Stated exercise ::
Say how many lines of the data below contain the string "detect", matching case exactly, and give only the number.

Stored records ::
########################################
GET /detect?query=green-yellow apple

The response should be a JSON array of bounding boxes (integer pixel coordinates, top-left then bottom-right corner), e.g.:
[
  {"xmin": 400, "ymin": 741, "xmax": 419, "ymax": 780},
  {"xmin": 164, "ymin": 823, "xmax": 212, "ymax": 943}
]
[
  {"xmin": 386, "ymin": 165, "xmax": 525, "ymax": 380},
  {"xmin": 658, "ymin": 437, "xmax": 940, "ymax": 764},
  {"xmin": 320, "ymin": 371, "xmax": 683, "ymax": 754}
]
########################################
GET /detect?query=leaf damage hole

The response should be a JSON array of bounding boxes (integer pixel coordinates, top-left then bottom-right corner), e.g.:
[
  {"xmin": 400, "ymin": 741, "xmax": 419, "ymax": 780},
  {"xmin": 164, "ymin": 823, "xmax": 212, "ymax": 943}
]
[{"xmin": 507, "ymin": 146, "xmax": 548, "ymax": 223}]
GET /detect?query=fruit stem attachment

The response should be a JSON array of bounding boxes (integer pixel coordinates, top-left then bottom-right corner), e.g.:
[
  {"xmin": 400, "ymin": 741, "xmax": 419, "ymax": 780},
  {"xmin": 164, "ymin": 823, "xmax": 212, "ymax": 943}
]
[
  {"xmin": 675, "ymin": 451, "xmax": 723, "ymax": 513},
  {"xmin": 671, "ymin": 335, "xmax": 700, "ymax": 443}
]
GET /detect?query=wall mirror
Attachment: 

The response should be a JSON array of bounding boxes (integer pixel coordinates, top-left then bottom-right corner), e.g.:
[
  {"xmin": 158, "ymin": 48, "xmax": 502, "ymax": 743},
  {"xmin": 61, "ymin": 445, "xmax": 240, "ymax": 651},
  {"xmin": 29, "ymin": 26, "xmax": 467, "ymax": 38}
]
########################################
Full response ::
4